• WHAT IS BEING ASKED: Your task is to transcribe the records exactly, skipping every image.

+ + + + + + +

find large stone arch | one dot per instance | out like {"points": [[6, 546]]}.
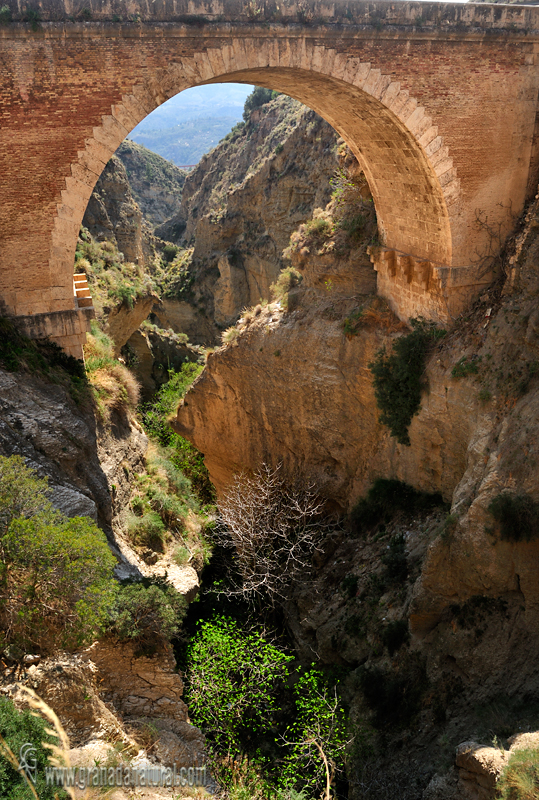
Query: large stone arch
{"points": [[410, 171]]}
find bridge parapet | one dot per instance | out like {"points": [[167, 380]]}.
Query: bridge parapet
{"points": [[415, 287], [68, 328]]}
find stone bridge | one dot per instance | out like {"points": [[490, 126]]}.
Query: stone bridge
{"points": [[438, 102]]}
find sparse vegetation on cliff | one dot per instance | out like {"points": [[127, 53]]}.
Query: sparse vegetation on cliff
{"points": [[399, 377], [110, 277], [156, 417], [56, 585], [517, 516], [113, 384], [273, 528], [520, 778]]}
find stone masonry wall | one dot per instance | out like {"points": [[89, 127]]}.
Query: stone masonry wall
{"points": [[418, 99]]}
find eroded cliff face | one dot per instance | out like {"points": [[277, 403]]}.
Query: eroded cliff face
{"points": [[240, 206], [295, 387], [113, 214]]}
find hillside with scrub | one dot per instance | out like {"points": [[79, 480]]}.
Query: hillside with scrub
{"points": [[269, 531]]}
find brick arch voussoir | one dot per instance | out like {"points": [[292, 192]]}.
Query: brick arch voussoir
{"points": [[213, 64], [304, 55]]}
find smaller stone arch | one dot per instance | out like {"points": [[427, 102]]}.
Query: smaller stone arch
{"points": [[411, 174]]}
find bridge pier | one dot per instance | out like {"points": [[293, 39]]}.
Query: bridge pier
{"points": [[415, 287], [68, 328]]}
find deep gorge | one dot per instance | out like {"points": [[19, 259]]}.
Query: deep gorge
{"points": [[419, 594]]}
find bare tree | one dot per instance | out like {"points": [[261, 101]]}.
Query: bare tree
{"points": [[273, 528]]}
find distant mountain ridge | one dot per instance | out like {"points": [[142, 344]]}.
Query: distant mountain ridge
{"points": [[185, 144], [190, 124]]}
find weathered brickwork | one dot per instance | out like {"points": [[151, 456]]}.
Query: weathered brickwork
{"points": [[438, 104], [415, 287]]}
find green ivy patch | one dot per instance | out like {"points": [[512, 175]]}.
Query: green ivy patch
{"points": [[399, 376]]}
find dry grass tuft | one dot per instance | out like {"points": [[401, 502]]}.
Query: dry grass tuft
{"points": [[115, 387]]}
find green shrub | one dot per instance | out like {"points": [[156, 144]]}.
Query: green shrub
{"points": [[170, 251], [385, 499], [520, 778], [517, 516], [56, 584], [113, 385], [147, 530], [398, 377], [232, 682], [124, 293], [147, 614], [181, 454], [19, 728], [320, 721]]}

+ + + + + + +

• THE RESULT:
find large stone arch | one dot per instance | out like {"points": [[6, 546]]}.
Query: large stone arch
{"points": [[410, 171]]}
find bridge parapet | one dot per instance | out like {"points": [[167, 380]]}.
Query: bridge parapet
{"points": [[415, 287], [68, 328]]}
find stone bridge | one dot per instance | out like {"points": [[490, 126]]}.
Query: stone bridge
{"points": [[438, 102]]}
find sparse vegetation on cliff | one dot per instance | out like {"points": [[127, 53]]}.
Query: sparse vegetation on cliff
{"points": [[399, 377], [110, 277], [156, 417], [56, 585], [517, 516], [113, 384], [273, 528], [520, 778]]}
find stone masonry wall | one dot per instance | out like {"points": [[89, 127]]}.
Query: stone masonry wall
{"points": [[418, 99]]}
find eroded cliff face | one dot per instance | out like {"points": [[277, 403]]}.
Query: eroded cliff face
{"points": [[240, 206], [295, 387], [113, 214]]}
find hillside with scrub | one dot per instance | out like {"points": [[79, 480]]}.
Query: hillside with scrub
{"points": [[269, 531]]}
find brick arch voussoir | one dot per instance | out like {"points": [[292, 192]]}.
Query: brick arch voussoir
{"points": [[213, 64], [304, 55]]}
find smaller stone arch | one dot per instance | out like {"points": [[427, 102]]}.
Query: smaller stone arch
{"points": [[411, 174]]}
find bridge pier | one dot per instance | out like {"points": [[293, 39]]}.
Query: bridge pier
{"points": [[415, 287], [68, 328]]}
find deep gorge | one dot per instance | out like {"points": [[19, 259]]}.
Query: deep gorge
{"points": [[419, 594]]}
find bare tree | one dot per instance | out like {"points": [[261, 101]]}.
Query: bare tree
{"points": [[273, 528]]}
find distant mountain ridge | one dot per instance | out like {"points": [[142, 344]]}.
Query: distant mountain ridge
{"points": [[185, 144], [190, 124]]}
find weathered brickwork | one dot per instance | out like {"points": [[151, 456]]}.
Query: weathered brickwork
{"points": [[438, 104], [415, 287]]}
find green ivy patch | one dot per instance | out like {"points": [[512, 175]]}.
Query: green ivy patch
{"points": [[399, 376]]}
find dry grass tuft | one dot per instance | out like {"points": [[401, 502]]}.
Query: dry grass tuft
{"points": [[115, 387]]}
find green shrub | one dot per instance | out like {"points": [[156, 144]]}.
Query: green shrub
{"points": [[170, 251], [385, 499], [520, 778], [517, 516], [56, 584], [113, 385], [147, 530], [398, 377], [232, 682], [124, 293], [147, 614], [181, 454], [19, 728], [320, 721]]}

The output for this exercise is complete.